Transcribe the full listing with no word altered.

→ **MATERIAL TO PROCESS**:
---------------
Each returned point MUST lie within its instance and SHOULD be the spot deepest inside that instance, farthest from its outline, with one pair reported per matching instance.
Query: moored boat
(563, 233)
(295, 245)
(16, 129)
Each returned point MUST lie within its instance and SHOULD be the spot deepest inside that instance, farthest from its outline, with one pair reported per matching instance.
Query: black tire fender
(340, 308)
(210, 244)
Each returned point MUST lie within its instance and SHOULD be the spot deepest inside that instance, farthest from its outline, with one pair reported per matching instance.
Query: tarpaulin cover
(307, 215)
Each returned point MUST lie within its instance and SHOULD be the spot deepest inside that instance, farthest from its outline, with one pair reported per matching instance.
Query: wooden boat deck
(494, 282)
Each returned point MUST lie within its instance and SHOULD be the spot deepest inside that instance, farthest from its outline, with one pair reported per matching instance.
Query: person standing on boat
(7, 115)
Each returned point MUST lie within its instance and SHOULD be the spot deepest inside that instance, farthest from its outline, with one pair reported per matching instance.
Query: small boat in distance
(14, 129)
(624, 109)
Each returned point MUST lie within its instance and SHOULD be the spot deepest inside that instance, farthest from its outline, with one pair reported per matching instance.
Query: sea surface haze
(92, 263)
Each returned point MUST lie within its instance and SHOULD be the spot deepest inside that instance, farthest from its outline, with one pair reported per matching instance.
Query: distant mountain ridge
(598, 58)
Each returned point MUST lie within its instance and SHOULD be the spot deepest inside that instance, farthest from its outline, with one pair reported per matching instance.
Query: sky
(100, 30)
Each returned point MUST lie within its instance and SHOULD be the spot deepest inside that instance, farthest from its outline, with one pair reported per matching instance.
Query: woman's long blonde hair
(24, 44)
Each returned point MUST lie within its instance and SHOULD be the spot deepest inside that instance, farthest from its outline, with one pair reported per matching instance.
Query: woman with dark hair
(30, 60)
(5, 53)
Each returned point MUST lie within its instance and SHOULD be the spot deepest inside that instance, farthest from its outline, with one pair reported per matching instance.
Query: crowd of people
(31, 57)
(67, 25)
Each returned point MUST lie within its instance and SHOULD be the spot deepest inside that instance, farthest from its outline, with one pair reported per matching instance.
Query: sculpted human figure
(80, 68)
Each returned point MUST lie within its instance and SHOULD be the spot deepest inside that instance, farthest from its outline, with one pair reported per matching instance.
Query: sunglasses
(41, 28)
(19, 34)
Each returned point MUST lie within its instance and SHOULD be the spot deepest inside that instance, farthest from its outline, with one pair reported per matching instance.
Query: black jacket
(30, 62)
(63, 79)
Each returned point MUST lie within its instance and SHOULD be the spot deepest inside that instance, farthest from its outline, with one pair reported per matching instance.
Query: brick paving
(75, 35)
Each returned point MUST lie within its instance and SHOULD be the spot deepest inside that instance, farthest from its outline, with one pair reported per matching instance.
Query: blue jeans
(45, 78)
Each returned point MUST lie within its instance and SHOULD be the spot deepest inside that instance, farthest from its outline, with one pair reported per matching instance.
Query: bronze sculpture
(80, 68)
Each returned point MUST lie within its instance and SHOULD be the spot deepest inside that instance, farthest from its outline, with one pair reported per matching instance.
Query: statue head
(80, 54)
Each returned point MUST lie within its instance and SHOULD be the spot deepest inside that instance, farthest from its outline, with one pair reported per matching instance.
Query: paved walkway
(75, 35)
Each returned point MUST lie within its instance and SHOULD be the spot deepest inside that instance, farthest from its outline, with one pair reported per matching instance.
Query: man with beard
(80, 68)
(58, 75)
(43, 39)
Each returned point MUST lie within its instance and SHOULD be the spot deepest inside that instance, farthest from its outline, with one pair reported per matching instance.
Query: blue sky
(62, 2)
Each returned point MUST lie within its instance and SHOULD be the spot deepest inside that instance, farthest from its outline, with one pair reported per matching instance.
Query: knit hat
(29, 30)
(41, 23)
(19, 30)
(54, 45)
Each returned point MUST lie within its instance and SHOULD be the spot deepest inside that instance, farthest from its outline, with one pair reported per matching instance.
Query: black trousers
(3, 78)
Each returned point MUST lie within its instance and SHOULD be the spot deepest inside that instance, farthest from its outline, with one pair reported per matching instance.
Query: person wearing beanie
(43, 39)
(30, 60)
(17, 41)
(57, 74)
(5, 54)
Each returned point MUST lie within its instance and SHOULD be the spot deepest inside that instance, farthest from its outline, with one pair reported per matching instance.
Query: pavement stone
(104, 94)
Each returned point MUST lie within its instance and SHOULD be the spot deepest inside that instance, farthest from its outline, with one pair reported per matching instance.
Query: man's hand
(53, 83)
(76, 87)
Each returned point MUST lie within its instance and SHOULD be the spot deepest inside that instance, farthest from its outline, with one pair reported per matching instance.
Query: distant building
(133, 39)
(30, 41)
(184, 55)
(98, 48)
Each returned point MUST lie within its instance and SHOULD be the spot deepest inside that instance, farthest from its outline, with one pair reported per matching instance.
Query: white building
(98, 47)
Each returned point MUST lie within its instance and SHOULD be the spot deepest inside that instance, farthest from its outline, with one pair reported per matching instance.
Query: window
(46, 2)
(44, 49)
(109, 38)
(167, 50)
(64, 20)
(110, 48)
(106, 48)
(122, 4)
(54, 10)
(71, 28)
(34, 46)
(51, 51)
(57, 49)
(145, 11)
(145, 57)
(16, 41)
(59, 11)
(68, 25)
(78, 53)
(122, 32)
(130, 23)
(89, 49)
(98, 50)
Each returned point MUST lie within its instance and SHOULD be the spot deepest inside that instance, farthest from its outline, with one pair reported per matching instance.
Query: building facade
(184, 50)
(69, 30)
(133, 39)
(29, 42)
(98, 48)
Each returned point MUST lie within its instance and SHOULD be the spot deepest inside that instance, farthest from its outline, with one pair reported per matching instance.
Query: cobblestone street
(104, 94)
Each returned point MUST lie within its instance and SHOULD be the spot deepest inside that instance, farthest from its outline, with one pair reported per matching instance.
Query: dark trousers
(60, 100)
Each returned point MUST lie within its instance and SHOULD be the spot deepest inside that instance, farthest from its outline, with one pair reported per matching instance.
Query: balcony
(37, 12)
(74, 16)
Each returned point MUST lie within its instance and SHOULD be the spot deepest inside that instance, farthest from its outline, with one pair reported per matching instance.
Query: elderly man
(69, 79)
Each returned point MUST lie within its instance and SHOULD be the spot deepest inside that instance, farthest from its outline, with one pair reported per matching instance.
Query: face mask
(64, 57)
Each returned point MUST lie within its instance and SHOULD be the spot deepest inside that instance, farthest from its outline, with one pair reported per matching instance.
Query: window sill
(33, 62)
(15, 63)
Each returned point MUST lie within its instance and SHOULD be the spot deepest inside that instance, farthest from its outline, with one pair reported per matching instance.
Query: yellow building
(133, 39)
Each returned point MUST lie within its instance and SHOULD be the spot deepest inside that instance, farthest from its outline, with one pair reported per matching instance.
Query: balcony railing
---------------
→ **SOLVED PROBLEM**:
Each returned point MUST lie within its instance and SHOULD be the spot deepest inside that instance, farthest from its outline, with one pair reported per matching instance.
Query: moored boat
(563, 233)
(295, 245)
(16, 129)
Each returned point MUST lie within its instance and SHOULD be the spot deepest inside that instance, farthest from its outline, with one pair reported per matching instance.
Query: black tire fender
(340, 308)
(210, 244)
Each returned point MUST lie within its instance and SHOULD be the spot deepest inside that instance, farthest from its outline, with one pair reported per matching instance.
Query: tarpaulin cover
(307, 215)
Each returned point MUST lie within its instance and SHOULD be the spot deepest inside that instance, farthest from its outline, with one pair reported per matching instance.
Query: wooden boat deck
(494, 282)
Each returned point MUST lie within its instance and SHOULD be the spot deepest inside that instance, farthest from its outline, with one pair reported per matching instance.
Query: person standing on boat
(7, 115)
Each returned point MUST lie within its instance and SHOULD be the spot deepest inside that instance, farthest from its outline, with one pair reported per matching instance.
Query: small boat in distance
(14, 129)
(624, 109)
Each returned point MUST lie within its instance and SHOULD be the spot deepest inside that instance, farthest from its outline, with one pair reported per matching instance.
Query: sea surface haze
(92, 263)
Each returned point MUST lie within its instance and SHOULD be the spot deepest inside that instance, farthest from its outline, with one pair reported per matching instance.
Query: distant mountain ridge
(598, 58)
Each returned point MUST lie within its instance and SHOULD be the spot deepest inside that instance, farthest from its outline, with one pair reported per matching instance.
Query: sky
(100, 30)
Each returned point MUST lie within its instance and SHOULD be the spot deepest inside that instance, farthest from its outline, with one pair reported per matching instance.
Query: woman's long blonde hair
(24, 44)
Each returned point MUST lie within its instance and SHOULD be the spot deepest inside that instance, farthest from its outline, with one pair reported per matching instance.
Query: woman with dark hair
(30, 60)
(5, 53)
Each returned point MUST lie within its instance and SHOULD be the spot deepest inside that instance, farthest from its outline, with one pair reported per matching instance.
Query: crowd of people
(31, 57)
(67, 25)
Each returned point MUST lie within its instance and SHOULD be the spot deepest inside that instance, farthest from its outline, with one pair reported per matching instance.
Query: sculpted human figure
(80, 68)
Each returned point MUST lie within its instance and SHOULD be the spot deepest inside that instance, farthest from its outline, with one pair reported per matching instance.
Query: sunglasses
(41, 28)
(19, 34)
Each returned point MUST lie within its instance and SHOULD be the spot deepest inside that instance, farthest from its outline, with one pair reported per matching instance.
Query: black jacket
(30, 62)
(63, 79)
Each returned point MUST lie within its instance and SHOULD be the spot deepest inside that instance, farthest from its outline, with one pair reported per matching instance.
Query: brick paving
(75, 35)
Each returned point MUST lie within its instance and SHOULD be the spot deepest inside that instance, farthest from its outline, with one pair reported per matching instance.
Query: blue jeans
(45, 78)
Each returned point MUST lie within its instance and SHOULD be the spot deepest inside that instance, farthest from its outline, with one pair reported per matching instance.
Query: bronze sculpture
(80, 68)
Each returned point MUST lie within its instance and SHOULD be the spot deepest inside that instance, farthest from its outline, with one pair reported per matching instance.
Query: statue head
(80, 54)
Each returned point MUST lie within its instance and SHOULD be the spot deepest inside that instance, farthest from its outline, with one pair reported per matching instance.
Query: paved walkway
(75, 35)
Each returned point MUST lie within its instance and SHOULD be the spot deepest inside that instance, farthest from its outline, with one pair reported per matching instance.
Query: man with beard
(80, 68)
(58, 75)
(43, 39)
Each returned point MUST lie within its instance and SHOULD be the spot deepest inside that instance, farthest from its outline, with one pair reported per matching instance.
Query: blue sky
(62, 2)
Each returned point MUST lie within its instance and SHOULD be the spot deepest inside that instance, farthest from its outline, with one pair reported per matching instance.
Query: knit hat
(29, 30)
(41, 23)
(19, 30)
(54, 45)
Each returned point MUST lie within its instance and SHOULD be the spot deepest inside that instance, farthest from its outline, with one pair reported per matching instance.
Query: black trousers
(3, 78)
Each returned point MUST lie within its instance and SHOULD be the spot deepest inside that instance, farthest from its outline, with one pair reported per matching instance.
Query: person wearing beanie
(43, 39)
(30, 60)
(17, 41)
(57, 74)
(5, 54)
Each returned point MUST lie within its instance and SHOULD be the spot deepest inside that instance, farthest from its outline, with one pair reported per matching instance.
Query: pavement stone
(104, 94)
Each returned point MUST lie within its instance and SHOULD be the spot deepest inside that instance, farthest from its outline, with one pair reported per matching instance.
Query: man's hand
(53, 83)
(76, 87)
Each returned point MUST lie within its instance and SHOULD be the spot deepest inside that instance, farthest from its outline, with one pair reported per matching instance.
Query: distant building
(133, 39)
(30, 41)
(184, 55)
(98, 48)
Each returned point MUST lie within its instance and SHOULD be the spot deepest inside that instance, farthest from its outline, with one pair reported per matching instance.
Query: white building
(98, 47)
Each returned point MUST lie within its instance and SHOULD be the spot deepest inside that instance, farthest from its outline, with one pair reported per matching instance.
Query: window
(46, 2)
(44, 49)
(109, 38)
(167, 50)
(64, 20)
(110, 48)
(106, 48)
(122, 4)
(54, 10)
(71, 28)
(34, 46)
(51, 51)
(57, 49)
(145, 11)
(145, 57)
(16, 41)
(59, 11)
(68, 25)
(78, 53)
(122, 32)
(130, 23)
(89, 49)
(98, 50)
Each returned point MUST lie within its instance and SHOULD be the spot deepest inside that instance, farthest from its outline, with one pair reported per matching instance.
Query: building facade
(184, 50)
(69, 30)
(133, 39)
(29, 42)
(98, 48)
Each returned point MUST lie within its instance and SHOULD be the spot deepest inside that instance, farthest from its outline, with one pair reported per matching instance.
Query: cobblestone street
(104, 94)
Each returned point MUST lie within its instance and SHOULD be the spot deepest inside that instance, farthest from its outline, with one pair reported per matching instance.
Query: dark trousers
(60, 100)
Each returned point MUST lie within its instance and SHOULD be the spot deepest inside that instance, farthest from its outline, with one pair reported per matching instance.
Query: balcony
(37, 12)
(74, 16)
Each returned point MUST lie within its instance and SHOULD be the spot deepest inside that instance, farthest from its outline, with one pair reported per matching instance.
Query: elderly man
(69, 79)
Each returned point MUST lie within its instance and SHOULD be the spot deepest inside that instance, farthest from its outline, with one pair reported per matching instance.
Query: face mask
(64, 57)
Each returned point MUST lie within its instance and SHOULD be the spot deepest inside that instance, farthest from its outline, with one pair reported per matching instance.
Query: window sill
(33, 62)
(15, 63)
Each returned point MUST lie within its instance and SHOULD be the spot deepest inside that instance, farthest from its outline, with one pair reported per matching instance.
Query: yellow building
(133, 39)
Each returned point MUST lie within its instance and SHOULD be the spot deepest inside that instance, farthest from its outline, with one pair reported per matching instance.
Query: balcony railing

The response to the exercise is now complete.